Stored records

_ _ _ _ _ _ _

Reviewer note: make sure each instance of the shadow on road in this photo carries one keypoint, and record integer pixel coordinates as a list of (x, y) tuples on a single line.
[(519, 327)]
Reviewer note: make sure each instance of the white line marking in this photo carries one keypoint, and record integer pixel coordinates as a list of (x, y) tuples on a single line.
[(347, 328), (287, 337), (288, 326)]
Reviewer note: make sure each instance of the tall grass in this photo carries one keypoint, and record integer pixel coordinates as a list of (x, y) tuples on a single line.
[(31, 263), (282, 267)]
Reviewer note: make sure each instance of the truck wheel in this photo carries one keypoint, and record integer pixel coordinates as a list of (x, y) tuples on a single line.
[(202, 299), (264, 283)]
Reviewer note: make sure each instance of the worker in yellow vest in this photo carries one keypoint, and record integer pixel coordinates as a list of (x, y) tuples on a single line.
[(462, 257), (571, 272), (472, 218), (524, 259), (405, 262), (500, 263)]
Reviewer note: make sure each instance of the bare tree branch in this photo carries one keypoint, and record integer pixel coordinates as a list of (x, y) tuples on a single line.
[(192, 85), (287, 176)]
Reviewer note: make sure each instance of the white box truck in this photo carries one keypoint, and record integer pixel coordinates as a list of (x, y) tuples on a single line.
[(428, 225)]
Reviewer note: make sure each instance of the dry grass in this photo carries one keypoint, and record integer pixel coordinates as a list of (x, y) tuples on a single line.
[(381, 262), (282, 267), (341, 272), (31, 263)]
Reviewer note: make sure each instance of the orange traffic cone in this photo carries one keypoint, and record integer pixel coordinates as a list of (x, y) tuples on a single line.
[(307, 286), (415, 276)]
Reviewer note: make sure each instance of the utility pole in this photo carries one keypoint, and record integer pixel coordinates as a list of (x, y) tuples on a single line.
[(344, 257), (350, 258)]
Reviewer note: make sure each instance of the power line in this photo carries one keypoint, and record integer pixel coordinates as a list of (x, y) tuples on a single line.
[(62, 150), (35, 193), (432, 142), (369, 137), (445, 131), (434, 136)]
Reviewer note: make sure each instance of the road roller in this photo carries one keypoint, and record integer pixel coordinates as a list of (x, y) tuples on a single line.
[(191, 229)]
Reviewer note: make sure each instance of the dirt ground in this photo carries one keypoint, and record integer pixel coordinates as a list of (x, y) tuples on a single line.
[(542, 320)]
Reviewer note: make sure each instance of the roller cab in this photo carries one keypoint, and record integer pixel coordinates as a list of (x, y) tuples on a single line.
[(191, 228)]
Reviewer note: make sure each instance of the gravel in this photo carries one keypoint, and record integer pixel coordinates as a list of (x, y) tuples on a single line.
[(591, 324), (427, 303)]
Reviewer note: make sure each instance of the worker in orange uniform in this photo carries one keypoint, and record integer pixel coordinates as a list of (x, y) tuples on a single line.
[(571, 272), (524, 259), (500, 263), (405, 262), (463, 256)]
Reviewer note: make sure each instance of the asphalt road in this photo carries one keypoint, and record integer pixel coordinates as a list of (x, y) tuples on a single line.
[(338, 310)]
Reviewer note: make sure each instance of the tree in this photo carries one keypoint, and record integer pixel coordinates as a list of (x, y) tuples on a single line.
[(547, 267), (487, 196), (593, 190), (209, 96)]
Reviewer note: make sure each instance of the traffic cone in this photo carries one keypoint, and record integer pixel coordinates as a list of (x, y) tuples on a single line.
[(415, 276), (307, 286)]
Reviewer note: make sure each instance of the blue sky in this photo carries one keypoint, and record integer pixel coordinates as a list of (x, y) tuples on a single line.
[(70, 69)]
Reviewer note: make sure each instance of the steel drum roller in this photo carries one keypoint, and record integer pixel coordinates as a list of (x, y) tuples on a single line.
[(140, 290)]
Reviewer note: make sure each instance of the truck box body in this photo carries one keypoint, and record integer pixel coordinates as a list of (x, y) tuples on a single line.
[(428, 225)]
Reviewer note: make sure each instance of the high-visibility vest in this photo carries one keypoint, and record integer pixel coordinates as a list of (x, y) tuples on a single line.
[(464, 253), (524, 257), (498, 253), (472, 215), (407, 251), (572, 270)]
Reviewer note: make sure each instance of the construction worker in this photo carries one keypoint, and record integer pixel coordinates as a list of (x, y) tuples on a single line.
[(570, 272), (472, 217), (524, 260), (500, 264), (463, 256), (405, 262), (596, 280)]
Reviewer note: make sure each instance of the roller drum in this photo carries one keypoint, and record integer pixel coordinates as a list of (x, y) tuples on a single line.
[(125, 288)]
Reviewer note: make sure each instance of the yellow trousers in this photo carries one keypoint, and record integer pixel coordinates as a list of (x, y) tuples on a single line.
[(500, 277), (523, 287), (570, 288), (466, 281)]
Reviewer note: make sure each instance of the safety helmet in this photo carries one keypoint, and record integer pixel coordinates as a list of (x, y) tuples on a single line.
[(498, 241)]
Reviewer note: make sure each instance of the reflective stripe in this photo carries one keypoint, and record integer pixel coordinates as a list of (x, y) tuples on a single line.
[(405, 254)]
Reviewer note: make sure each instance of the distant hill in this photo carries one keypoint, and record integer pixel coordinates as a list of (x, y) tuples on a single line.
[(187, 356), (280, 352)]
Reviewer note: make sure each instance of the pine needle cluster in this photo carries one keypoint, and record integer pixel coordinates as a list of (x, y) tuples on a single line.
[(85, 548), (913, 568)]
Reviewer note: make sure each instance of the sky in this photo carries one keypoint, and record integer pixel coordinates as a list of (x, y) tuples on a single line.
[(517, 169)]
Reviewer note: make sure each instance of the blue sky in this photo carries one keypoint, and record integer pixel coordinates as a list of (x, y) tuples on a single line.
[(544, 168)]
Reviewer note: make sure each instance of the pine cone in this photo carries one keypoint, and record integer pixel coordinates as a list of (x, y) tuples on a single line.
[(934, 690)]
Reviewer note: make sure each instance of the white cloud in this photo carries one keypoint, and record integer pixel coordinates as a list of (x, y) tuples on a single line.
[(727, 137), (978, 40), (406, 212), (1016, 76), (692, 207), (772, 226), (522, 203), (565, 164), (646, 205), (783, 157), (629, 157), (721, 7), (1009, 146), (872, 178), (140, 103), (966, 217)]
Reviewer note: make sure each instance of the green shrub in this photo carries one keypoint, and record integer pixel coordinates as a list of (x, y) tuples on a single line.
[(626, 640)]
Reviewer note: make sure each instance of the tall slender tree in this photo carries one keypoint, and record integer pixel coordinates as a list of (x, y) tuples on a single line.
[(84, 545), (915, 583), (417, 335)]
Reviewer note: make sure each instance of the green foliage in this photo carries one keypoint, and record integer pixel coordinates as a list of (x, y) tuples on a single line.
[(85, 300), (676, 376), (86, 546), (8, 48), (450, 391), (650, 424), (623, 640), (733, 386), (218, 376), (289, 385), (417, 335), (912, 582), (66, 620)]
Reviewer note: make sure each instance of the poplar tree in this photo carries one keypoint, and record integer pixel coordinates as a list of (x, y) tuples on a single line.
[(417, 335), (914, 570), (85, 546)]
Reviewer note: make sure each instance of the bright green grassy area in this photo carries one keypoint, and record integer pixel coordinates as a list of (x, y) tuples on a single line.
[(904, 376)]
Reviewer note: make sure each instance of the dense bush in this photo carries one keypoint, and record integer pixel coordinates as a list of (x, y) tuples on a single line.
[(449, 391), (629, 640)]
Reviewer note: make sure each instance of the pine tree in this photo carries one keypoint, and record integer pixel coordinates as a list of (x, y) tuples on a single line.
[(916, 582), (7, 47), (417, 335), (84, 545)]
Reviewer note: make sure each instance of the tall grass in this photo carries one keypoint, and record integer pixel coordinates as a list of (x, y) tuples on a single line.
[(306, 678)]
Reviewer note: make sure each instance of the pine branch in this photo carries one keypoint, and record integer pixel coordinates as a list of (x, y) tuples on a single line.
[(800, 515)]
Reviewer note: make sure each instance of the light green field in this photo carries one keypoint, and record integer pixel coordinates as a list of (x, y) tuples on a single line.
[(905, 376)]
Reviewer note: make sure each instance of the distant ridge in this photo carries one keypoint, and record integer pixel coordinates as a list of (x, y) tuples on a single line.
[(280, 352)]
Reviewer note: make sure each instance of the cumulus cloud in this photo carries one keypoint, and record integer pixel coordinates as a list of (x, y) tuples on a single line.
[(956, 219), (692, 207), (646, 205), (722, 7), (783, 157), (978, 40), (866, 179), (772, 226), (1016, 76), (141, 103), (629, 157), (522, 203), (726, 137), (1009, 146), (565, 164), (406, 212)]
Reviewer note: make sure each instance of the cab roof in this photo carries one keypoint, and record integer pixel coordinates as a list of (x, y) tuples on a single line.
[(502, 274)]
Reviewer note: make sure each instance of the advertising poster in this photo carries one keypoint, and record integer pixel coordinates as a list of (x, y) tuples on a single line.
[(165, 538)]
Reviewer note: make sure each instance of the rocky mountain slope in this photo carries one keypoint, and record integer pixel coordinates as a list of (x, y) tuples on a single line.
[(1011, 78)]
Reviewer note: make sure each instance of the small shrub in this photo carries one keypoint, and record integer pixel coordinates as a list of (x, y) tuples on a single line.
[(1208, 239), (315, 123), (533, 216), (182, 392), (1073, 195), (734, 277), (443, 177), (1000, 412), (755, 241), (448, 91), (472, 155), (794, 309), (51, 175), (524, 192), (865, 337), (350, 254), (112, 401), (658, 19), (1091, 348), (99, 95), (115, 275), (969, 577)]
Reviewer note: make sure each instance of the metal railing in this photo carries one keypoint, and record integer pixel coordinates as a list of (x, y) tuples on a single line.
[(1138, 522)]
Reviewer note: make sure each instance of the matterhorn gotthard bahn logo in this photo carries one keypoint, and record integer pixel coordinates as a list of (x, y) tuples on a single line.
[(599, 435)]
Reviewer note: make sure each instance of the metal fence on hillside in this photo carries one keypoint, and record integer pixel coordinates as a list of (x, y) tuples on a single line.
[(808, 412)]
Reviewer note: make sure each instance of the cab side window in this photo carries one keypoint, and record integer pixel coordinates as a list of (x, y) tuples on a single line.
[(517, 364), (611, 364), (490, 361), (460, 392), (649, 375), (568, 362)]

_ _ _ _ _ _ _

Write out the items again from the line with "Reviewer note: make sure each instance of the advertising" up to and including the line with "[(599, 435)]", switching "photo" to "image" and leaving everything else unchanged.

• **Finished task**
Reviewer note: make sure each instance of the advertising poster in this image carries one keypoint, and record integer pixel coordinates as a list of (x, y) tuples on a single line.
[(165, 538)]
Reviewer note: make sure each instance of the rocky mountain slope in this image carries one keypoint, and record integer pixel coordinates as a list of (x, y) tuples on a single line.
[(1011, 78)]
Reviewer note: make sure each instance of the small shrub in this image carries one keypoint, and record integer pixel coordinates as a list of (x, y) tuples on a single line.
[(1208, 239), (315, 123), (533, 216), (182, 392), (1073, 195), (734, 277), (443, 177), (1000, 412), (755, 241), (448, 91), (472, 155), (794, 309), (51, 175), (524, 192), (865, 337), (350, 254), (112, 401), (658, 19), (1091, 348), (99, 95), (115, 275), (969, 577)]
Reviewer note: make sure each instance of the metal railing in this image carries one keypoint, and record integer pixel coordinates as a list of (x, y) tuples on a single line.
[(1138, 522)]
Reviewer note: make sure each instance of the matterhorn gotthard bahn logo in this image carries one keypoint, and record integer pixel coordinates as a list of (x, y) tuples on a single line.
[(599, 435)]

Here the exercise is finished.